Return exactly the lines from the start of the records below through the line containing "Category: dried wheat stem", both ends included, and leave out the pictures.

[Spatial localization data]
# # # #

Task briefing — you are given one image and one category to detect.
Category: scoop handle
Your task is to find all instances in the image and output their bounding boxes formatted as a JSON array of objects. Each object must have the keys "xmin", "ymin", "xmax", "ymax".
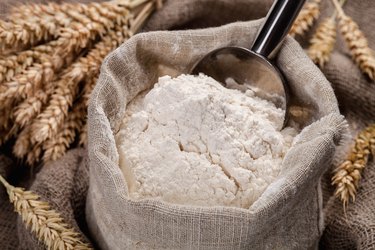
[{"xmin": 251, "ymin": 0, "xmax": 306, "ymax": 58}]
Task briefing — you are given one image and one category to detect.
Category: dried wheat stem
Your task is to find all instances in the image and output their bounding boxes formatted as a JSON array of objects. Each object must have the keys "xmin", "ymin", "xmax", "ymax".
[
  {"xmin": 290, "ymin": 0, "xmax": 321, "ymax": 37},
  {"xmin": 307, "ymin": 16, "xmax": 337, "ymax": 68},
  {"xmin": 0, "ymin": 174, "xmax": 92, "ymax": 249},
  {"xmin": 131, "ymin": 1, "xmax": 155, "ymax": 33},
  {"xmin": 31, "ymin": 24, "xmax": 131, "ymax": 144},
  {"xmin": 332, "ymin": 124, "xmax": 375, "ymax": 208},
  {"xmin": 43, "ymin": 99, "xmax": 86, "ymax": 163},
  {"xmin": 332, "ymin": 0, "xmax": 375, "ymax": 80}
]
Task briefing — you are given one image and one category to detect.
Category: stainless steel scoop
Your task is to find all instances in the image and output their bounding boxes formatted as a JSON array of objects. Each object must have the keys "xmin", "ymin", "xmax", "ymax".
[{"xmin": 191, "ymin": 0, "xmax": 306, "ymax": 127}]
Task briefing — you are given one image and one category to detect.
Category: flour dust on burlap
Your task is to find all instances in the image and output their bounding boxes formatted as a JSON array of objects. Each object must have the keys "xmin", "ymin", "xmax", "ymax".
[{"xmin": 115, "ymin": 74, "xmax": 297, "ymax": 209}]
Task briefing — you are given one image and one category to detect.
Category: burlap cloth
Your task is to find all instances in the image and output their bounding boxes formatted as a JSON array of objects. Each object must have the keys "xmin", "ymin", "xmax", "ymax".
[{"xmin": 0, "ymin": 0, "xmax": 374, "ymax": 249}]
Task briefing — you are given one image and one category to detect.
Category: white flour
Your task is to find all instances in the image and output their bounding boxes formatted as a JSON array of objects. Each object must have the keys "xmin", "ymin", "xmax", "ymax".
[{"xmin": 116, "ymin": 74, "xmax": 297, "ymax": 208}]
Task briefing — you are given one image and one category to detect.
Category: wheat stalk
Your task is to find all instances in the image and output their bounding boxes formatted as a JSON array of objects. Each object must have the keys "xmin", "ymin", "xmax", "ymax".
[
  {"xmin": 332, "ymin": 0, "xmax": 375, "ymax": 80},
  {"xmin": 332, "ymin": 124, "xmax": 375, "ymax": 208},
  {"xmin": 290, "ymin": 0, "xmax": 321, "ymax": 37},
  {"xmin": 0, "ymin": 174, "xmax": 92, "ymax": 250}
]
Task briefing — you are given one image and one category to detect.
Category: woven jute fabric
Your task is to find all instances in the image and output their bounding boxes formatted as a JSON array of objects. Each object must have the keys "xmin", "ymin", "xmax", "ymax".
[{"xmin": 0, "ymin": 0, "xmax": 374, "ymax": 249}]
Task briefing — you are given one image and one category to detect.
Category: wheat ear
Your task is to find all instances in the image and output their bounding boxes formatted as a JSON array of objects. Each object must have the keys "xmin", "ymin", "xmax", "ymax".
[
  {"xmin": 290, "ymin": 0, "xmax": 321, "ymax": 37},
  {"xmin": 332, "ymin": 124, "xmax": 375, "ymax": 208},
  {"xmin": 0, "ymin": 174, "xmax": 92, "ymax": 250},
  {"xmin": 307, "ymin": 16, "xmax": 337, "ymax": 68},
  {"xmin": 332, "ymin": 0, "xmax": 375, "ymax": 80}
]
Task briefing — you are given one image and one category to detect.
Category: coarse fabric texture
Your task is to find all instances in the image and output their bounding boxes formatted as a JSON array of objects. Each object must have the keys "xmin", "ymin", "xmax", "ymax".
[
  {"xmin": 86, "ymin": 18, "xmax": 345, "ymax": 249},
  {"xmin": 0, "ymin": 0, "xmax": 374, "ymax": 249}
]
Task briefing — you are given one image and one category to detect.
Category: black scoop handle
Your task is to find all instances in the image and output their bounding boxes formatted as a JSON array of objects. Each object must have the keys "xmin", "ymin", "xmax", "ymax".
[{"xmin": 251, "ymin": 0, "xmax": 307, "ymax": 58}]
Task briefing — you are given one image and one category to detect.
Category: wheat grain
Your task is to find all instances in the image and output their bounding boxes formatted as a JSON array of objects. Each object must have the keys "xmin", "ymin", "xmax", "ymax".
[
  {"xmin": 332, "ymin": 0, "xmax": 375, "ymax": 80},
  {"xmin": 332, "ymin": 124, "xmax": 375, "ymax": 207},
  {"xmin": 290, "ymin": 0, "xmax": 321, "ymax": 37},
  {"xmin": 0, "ymin": 174, "xmax": 92, "ymax": 250},
  {"xmin": 308, "ymin": 17, "xmax": 337, "ymax": 68}
]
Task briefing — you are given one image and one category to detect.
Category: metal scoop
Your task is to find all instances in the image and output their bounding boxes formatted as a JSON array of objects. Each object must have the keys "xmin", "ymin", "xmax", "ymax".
[{"xmin": 191, "ymin": 0, "xmax": 306, "ymax": 127}]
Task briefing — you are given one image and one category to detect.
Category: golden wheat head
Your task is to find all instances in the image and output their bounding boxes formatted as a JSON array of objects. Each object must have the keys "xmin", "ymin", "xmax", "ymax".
[
  {"xmin": 308, "ymin": 17, "xmax": 337, "ymax": 68},
  {"xmin": 332, "ymin": 124, "xmax": 375, "ymax": 208},
  {"xmin": 0, "ymin": 174, "xmax": 92, "ymax": 250},
  {"xmin": 290, "ymin": 0, "xmax": 321, "ymax": 37}
]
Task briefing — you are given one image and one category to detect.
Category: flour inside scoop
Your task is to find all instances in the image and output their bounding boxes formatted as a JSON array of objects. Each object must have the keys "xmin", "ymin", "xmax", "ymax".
[{"xmin": 115, "ymin": 74, "xmax": 297, "ymax": 208}]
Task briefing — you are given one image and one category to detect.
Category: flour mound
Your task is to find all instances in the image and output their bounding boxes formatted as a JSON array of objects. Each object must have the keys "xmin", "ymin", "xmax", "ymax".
[{"xmin": 116, "ymin": 74, "xmax": 297, "ymax": 208}]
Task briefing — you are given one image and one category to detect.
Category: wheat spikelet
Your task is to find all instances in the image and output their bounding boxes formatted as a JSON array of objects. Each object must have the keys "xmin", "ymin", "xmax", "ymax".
[
  {"xmin": 0, "ymin": 50, "xmax": 38, "ymax": 83},
  {"xmin": 13, "ymin": 126, "xmax": 43, "ymax": 166},
  {"xmin": 0, "ymin": 62, "xmax": 54, "ymax": 108},
  {"xmin": 332, "ymin": 124, "xmax": 375, "ymax": 207},
  {"xmin": 308, "ymin": 17, "xmax": 337, "ymax": 68},
  {"xmin": 43, "ymin": 99, "xmax": 86, "ymax": 163},
  {"xmin": 290, "ymin": 0, "xmax": 321, "ymax": 37},
  {"xmin": 13, "ymin": 126, "xmax": 32, "ymax": 158},
  {"xmin": 26, "ymin": 143, "xmax": 44, "ymax": 166},
  {"xmin": 14, "ymin": 89, "xmax": 50, "ymax": 128},
  {"xmin": 331, "ymin": 0, "xmax": 375, "ymax": 80},
  {"xmin": 0, "ymin": 174, "xmax": 92, "ymax": 250}
]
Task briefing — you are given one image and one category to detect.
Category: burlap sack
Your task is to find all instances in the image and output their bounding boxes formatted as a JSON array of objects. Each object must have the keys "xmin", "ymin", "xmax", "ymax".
[{"xmin": 85, "ymin": 18, "xmax": 346, "ymax": 249}]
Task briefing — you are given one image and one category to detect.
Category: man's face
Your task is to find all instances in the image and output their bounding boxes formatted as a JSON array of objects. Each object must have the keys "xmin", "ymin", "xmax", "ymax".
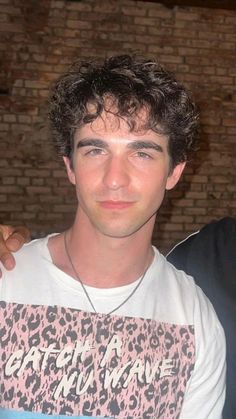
[{"xmin": 64, "ymin": 110, "xmax": 185, "ymax": 239}]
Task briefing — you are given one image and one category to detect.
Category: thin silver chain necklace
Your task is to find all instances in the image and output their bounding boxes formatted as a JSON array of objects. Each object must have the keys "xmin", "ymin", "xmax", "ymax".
[{"xmin": 64, "ymin": 232, "xmax": 150, "ymax": 316}]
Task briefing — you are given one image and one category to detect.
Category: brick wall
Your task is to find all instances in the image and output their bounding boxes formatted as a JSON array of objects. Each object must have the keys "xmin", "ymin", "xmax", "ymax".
[{"xmin": 0, "ymin": 0, "xmax": 235, "ymax": 252}]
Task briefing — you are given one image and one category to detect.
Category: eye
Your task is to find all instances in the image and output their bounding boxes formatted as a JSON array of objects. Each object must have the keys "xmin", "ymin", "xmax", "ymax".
[
  {"xmin": 135, "ymin": 151, "xmax": 153, "ymax": 160},
  {"xmin": 84, "ymin": 148, "xmax": 105, "ymax": 156}
]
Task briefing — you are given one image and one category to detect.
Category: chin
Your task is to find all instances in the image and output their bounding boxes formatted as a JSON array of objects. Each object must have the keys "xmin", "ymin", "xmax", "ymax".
[{"xmin": 95, "ymin": 220, "xmax": 150, "ymax": 239}]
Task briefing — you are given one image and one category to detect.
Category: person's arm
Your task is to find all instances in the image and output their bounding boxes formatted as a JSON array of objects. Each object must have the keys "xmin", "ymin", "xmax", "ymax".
[{"xmin": 0, "ymin": 225, "xmax": 30, "ymax": 276}]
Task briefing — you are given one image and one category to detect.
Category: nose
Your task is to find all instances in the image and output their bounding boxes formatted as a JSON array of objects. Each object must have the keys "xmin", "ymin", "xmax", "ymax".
[{"xmin": 102, "ymin": 156, "xmax": 130, "ymax": 190}]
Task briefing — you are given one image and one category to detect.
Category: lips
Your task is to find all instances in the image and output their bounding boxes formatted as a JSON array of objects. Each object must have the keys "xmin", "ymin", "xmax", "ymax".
[{"xmin": 98, "ymin": 200, "xmax": 134, "ymax": 209}]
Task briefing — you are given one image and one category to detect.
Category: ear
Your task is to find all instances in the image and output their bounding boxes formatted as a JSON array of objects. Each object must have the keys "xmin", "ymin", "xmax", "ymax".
[
  {"xmin": 166, "ymin": 162, "xmax": 186, "ymax": 191},
  {"xmin": 63, "ymin": 156, "xmax": 76, "ymax": 185}
]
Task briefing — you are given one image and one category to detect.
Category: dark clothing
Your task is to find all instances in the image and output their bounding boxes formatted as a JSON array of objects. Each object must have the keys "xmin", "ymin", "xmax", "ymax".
[{"xmin": 167, "ymin": 217, "xmax": 236, "ymax": 419}]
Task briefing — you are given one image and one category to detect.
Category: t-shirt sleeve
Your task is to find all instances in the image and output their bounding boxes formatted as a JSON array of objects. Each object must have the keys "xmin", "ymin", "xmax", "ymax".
[{"xmin": 179, "ymin": 285, "xmax": 226, "ymax": 419}]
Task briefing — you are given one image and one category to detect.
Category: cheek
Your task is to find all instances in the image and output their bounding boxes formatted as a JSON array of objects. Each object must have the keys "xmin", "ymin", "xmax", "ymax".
[
  {"xmin": 141, "ymin": 170, "xmax": 169, "ymax": 194},
  {"xmin": 140, "ymin": 176, "xmax": 168, "ymax": 211},
  {"xmin": 74, "ymin": 174, "xmax": 95, "ymax": 203}
]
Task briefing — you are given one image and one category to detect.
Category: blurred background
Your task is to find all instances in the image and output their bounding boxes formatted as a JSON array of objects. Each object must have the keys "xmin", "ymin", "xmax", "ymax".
[{"xmin": 0, "ymin": 0, "xmax": 235, "ymax": 253}]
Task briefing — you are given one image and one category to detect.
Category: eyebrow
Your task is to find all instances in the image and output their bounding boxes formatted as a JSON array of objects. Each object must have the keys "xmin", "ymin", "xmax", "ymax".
[
  {"xmin": 127, "ymin": 141, "xmax": 163, "ymax": 153},
  {"xmin": 76, "ymin": 138, "xmax": 164, "ymax": 153},
  {"xmin": 76, "ymin": 139, "xmax": 108, "ymax": 149}
]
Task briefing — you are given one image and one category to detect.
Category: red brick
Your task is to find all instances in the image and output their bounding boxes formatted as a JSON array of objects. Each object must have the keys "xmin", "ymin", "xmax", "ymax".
[
  {"xmin": 121, "ymin": 6, "xmax": 146, "ymax": 17},
  {"xmin": 66, "ymin": 20, "xmax": 92, "ymax": 30},
  {"xmin": 0, "ymin": 23, "xmax": 23, "ymax": 32},
  {"xmin": 175, "ymin": 11, "xmax": 199, "ymax": 21},
  {"xmin": 66, "ymin": 2, "xmax": 92, "ymax": 12},
  {"xmin": 134, "ymin": 17, "xmax": 157, "ymax": 26},
  {"xmin": 24, "ymin": 169, "xmax": 50, "ymax": 177},
  {"xmin": 26, "ymin": 187, "xmax": 51, "ymax": 195}
]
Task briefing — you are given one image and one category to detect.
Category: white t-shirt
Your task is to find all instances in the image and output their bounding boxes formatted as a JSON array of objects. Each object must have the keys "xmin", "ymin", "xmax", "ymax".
[{"xmin": 0, "ymin": 236, "xmax": 226, "ymax": 419}]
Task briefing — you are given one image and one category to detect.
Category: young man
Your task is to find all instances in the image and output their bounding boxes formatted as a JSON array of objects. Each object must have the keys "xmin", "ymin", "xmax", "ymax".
[{"xmin": 0, "ymin": 55, "xmax": 225, "ymax": 418}]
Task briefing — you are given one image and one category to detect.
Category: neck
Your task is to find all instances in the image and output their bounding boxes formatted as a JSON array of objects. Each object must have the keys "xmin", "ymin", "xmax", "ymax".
[
  {"xmin": 49, "ymin": 211, "xmax": 155, "ymax": 289},
  {"xmin": 69, "ymin": 229, "xmax": 154, "ymax": 288}
]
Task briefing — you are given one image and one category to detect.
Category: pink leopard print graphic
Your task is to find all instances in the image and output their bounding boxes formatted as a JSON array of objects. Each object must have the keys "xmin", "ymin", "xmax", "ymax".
[{"xmin": 0, "ymin": 301, "xmax": 195, "ymax": 418}]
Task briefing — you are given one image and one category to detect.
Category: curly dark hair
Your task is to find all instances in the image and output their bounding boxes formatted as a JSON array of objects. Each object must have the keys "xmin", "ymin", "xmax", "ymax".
[{"xmin": 49, "ymin": 54, "xmax": 199, "ymax": 168}]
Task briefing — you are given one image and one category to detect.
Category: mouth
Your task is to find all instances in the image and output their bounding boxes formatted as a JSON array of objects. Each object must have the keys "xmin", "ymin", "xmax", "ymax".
[{"xmin": 98, "ymin": 200, "xmax": 135, "ymax": 210}]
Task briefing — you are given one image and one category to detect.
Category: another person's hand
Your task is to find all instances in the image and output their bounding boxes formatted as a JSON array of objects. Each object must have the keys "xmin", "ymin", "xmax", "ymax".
[{"xmin": 0, "ymin": 225, "xmax": 31, "ymax": 277}]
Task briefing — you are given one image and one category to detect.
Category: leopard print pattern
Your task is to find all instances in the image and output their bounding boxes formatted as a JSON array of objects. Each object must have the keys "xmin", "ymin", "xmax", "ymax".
[{"xmin": 0, "ymin": 301, "xmax": 195, "ymax": 418}]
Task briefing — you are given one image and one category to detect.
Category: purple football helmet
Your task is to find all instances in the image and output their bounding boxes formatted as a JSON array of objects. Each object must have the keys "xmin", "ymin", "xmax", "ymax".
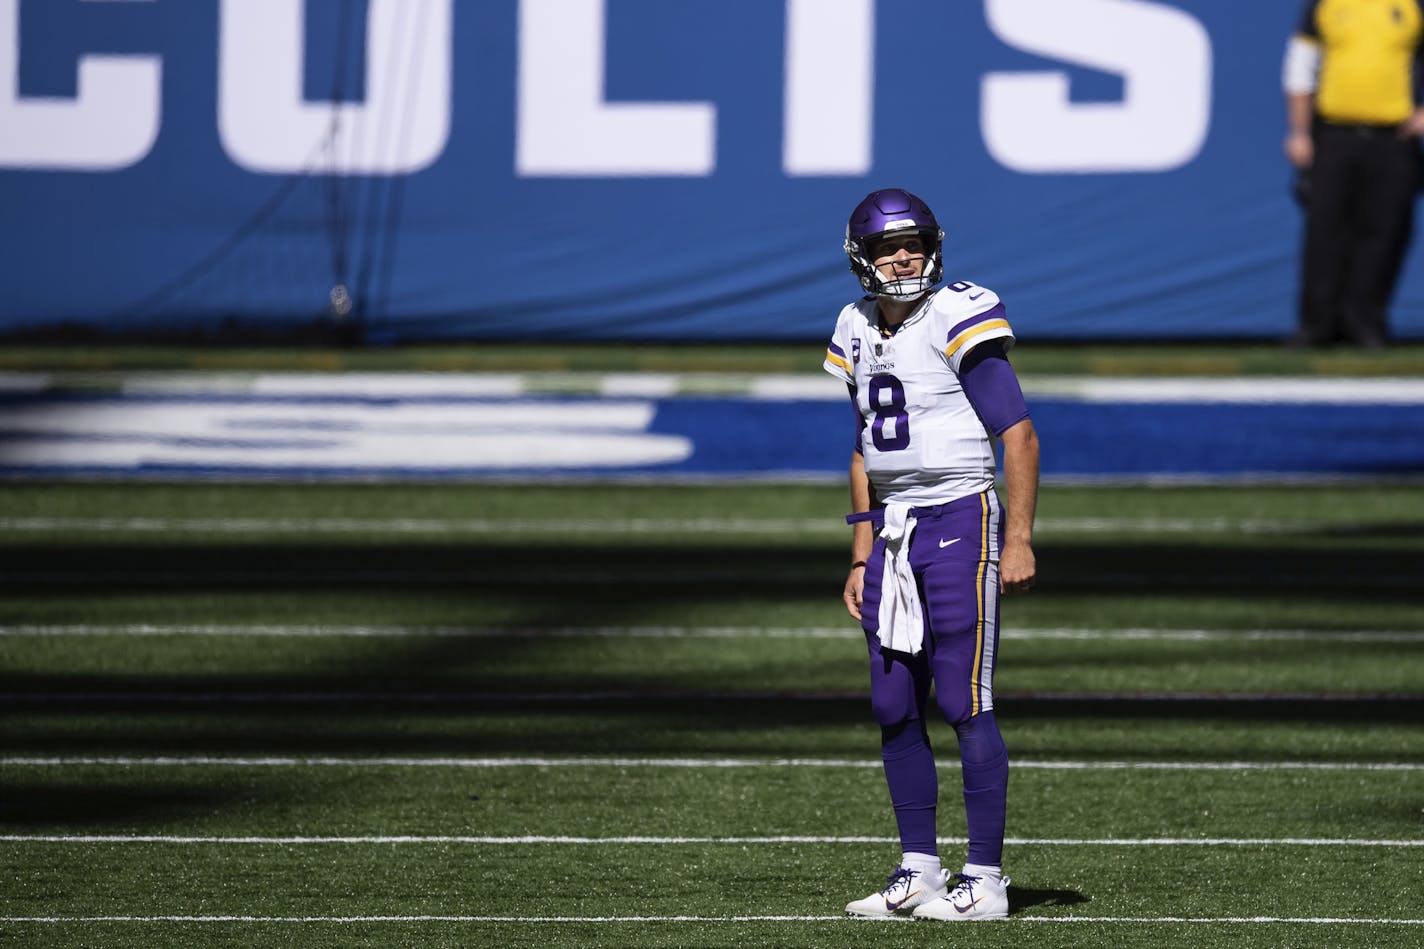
[{"xmin": 843, "ymin": 188, "xmax": 944, "ymax": 300}]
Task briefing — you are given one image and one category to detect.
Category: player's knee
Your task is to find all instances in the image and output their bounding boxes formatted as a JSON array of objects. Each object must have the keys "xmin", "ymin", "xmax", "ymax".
[
  {"xmin": 935, "ymin": 691, "xmax": 974, "ymax": 727},
  {"xmin": 870, "ymin": 697, "xmax": 913, "ymax": 728},
  {"xmin": 879, "ymin": 718, "xmax": 920, "ymax": 746},
  {"xmin": 954, "ymin": 710, "xmax": 1008, "ymax": 768}
]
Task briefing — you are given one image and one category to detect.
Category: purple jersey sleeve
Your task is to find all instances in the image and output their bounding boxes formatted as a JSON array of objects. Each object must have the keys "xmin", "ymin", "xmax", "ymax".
[{"xmin": 959, "ymin": 342, "xmax": 1030, "ymax": 436}]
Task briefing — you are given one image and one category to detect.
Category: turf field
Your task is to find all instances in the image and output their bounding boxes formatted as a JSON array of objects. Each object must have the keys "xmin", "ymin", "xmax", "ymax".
[{"xmin": 1, "ymin": 479, "xmax": 1422, "ymax": 948}]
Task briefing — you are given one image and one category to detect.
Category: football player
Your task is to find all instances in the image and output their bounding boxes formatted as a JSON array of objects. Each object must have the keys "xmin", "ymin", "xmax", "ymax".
[{"xmin": 824, "ymin": 188, "xmax": 1039, "ymax": 922}]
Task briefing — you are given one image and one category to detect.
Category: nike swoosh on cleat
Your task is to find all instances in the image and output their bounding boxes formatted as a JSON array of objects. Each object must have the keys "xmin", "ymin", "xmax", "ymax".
[
  {"xmin": 939, "ymin": 538, "xmax": 961, "ymax": 548},
  {"xmin": 953, "ymin": 895, "xmax": 985, "ymax": 914},
  {"xmin": 884, "ymin": 888, "xmax": 922, "ymax": 911}
]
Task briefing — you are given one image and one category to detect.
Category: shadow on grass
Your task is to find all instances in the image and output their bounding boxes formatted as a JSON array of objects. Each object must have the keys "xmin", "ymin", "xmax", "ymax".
[
  {"xmin": 2, "ymin": 537, "xmax": 1421, "ymax": 757},
  {"xmin": 0, "ymin": 538, "xmax": 1421, "ymax": 597},
  {"xmin": 0, "ymin": 779, "xmax": 259, "ymax": 829},
  {"xmin": 2, "ymin": 693, "xmax": 1421, "ymax": 759},
  {"xmin": 1010, "ymin": 885, "xmax": 1090, "ymax": 913}
]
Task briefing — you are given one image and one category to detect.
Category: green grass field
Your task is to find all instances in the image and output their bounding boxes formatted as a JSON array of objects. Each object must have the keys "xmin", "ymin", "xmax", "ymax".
[{"xmin": 2, "ymin": 479, "xmax": 1422, "ymax": 947}]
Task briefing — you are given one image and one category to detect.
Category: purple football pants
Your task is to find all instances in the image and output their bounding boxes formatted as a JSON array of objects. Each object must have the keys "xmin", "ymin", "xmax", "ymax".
[{"xmin": 857, "ymin": 490, "xmax": 1009, "ymax": 866}]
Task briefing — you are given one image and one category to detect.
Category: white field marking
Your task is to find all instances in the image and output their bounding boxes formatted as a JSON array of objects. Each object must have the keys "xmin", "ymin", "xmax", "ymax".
[
  {"xmin": 2, "ymin": 914, "xmax": 1422, "ymax": 925},
  {"xmin": 8, "ymin": 689, "xmax": 1423, "ymax": 704},
  {"xmin": 0, "ymin": 400, "xmax": 661, "ymax": 437},
  {"xmin": 0, "ymin": 623, "xmax": 864, "ymax": 639},
  {"xmin": 1006, "ymin": 628, "xmax": 1424, "ymax": 643},
  {"xmin": 0, "ymin": 515, "xmax": 1385, "ymax": 535},
  {"xmin": 0, "ymin": 516, "xmax": 827, "ymax": 535},
  {"xmin": 1, "ymin": 834, "xmax": 1420, "ymax": 846},
  {"xmin": 1015, "ymin": 916, "xmax": 1424, "ymax": 924},
  {"xmin": 748, "ymin": 374, "xmax": 1424, "ymax": 404},
  {"xmin": 8, "ymin": 689, "xmax": 1422, "ymax": 704},
  {"xmin": 0, "ymin": 371, "xmax": 533, "ymax": 397},
  {"xmin": 0, "ymin": 400, "xmax": 696, "ymax": 470},
  {"xmin": 4, "ymin": 624, "xmax": 1421, "ymax": 644},
  {"xmin": 2, "ymin": 756, "xmax": 1420, "ymax": 772},
  {"xmin": 0, "ymin": 371, "xmax": 694, "ymax": 399},
  {"xmin": 9, "ymin": 369, "xmax": 1424, "ymax": 405},
  {"xmin": 1022, "ymin": 376, "xmax": 1424, "ymax": 405}
]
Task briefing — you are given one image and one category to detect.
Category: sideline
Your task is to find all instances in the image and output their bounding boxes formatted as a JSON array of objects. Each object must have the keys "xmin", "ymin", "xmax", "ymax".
[
  {"xmin": 2, "ymin": 834, "xmax": 1422, "ymax": 846},
  {"xmin": 3, "ymin": 755, "xmax": 1421, "ymax": 772},
  {"xmin": 4, "ymin": 624, "xmax": 1421, "ymax": 643},
  {"xmin": 2, "ymin": 913, "xmax": 1422, "ymax": 925},
  {"xmin": 0, "ymin": 514, "xmax": 1399, "ymax": 535}
]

# # # #

§ Response to the exercise
Task briefing — you are given one image and one category to detect.
Category: scoop handle
Your task is to find all instances in the image and output their bounding boxes formatted as a JSON array of objects. Each object must have the keys "xmin", "ymin", "xmax", "ymax".
[{"xmin": 251, "ymin": 0, "xmax": 306, "ymax": 58}]
Task briefing — you are given one image and one category to detect.
Category: dried wheat stem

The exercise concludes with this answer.